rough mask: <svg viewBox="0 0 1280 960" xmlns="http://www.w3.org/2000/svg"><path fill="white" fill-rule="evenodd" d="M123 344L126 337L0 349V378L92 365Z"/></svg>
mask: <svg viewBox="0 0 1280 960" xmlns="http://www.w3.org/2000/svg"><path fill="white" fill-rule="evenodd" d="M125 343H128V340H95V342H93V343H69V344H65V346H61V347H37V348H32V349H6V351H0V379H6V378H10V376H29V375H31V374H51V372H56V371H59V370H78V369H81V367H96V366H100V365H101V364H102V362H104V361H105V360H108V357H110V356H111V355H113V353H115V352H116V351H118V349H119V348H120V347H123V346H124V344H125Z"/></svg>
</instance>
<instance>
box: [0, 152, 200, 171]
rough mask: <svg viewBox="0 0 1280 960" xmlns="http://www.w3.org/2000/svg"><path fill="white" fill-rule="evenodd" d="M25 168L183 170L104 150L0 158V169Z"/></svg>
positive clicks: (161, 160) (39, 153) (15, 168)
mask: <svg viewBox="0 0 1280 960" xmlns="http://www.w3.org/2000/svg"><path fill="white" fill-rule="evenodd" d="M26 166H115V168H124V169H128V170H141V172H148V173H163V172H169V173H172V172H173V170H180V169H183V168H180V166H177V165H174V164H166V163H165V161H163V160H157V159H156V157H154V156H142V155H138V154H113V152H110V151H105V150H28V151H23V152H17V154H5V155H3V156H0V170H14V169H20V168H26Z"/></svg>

****************************************

Rewrite the lines above, changing every "rough mask" to "coarse mask" and keeping everything else the same.

coarse mask: <svg viewBox="0 0 1280 960" xmlns="http://www.w3.org/2000/svg"><path fill="white" fill-rule="evenodd" d="M123 344L126 337L0 349V378L92 365Z"/></svg>
mask: <svg viewBox="0 0 1280 960" xmlns="http://www.w3.org/2000/svg"><path fill="white" fill-rule="evenodd" d="M125 343H128V340H95V342H93V343H69V344H65V346H61V347H37V348H32V349H6V351H0V379H6V378H10V376H29V375H31V374H51V372H56V371H59V370H78V369H81V367H96V366H100V365H101V364H102V362H104V361H105V360H108V357H110V356H111V355H113V353H115V352H116V351H118V349H119V348H120V347H123V346H124V344H125Z"/></svg>
</instance>
<instance>
box: [0, 152, 200, 171]
coarse mask: <svg viewBox="0 0 1280 960" xmlns="http://www.w3.org/2000/svg"><path fill="white" fill-rule="evenodd" d="M25 168L183 170L104 150L0 158V169Z"/></svg>
positive clicks: (161, 160) (39, 153) (15, 168)
mask: <svg viewBox="0 0 1280 960" xmlns="http://www.w3.org/2000/svg"><path fill="white" fill-rule="evenodd" d="M26 166H115V168H124V169H128V170H141V172H148V173H163V172H169V173H172V172H173V170H180V169H183V168H180V166H177V165H174V164H166V163H165V161H163V160H157V159H156V157H154V156H142V155H138V154H113V152H110V151H105V150H28V151H23V152H17V154H5V155H3V156H0V170H14V169H20V168H26Z"/></svg>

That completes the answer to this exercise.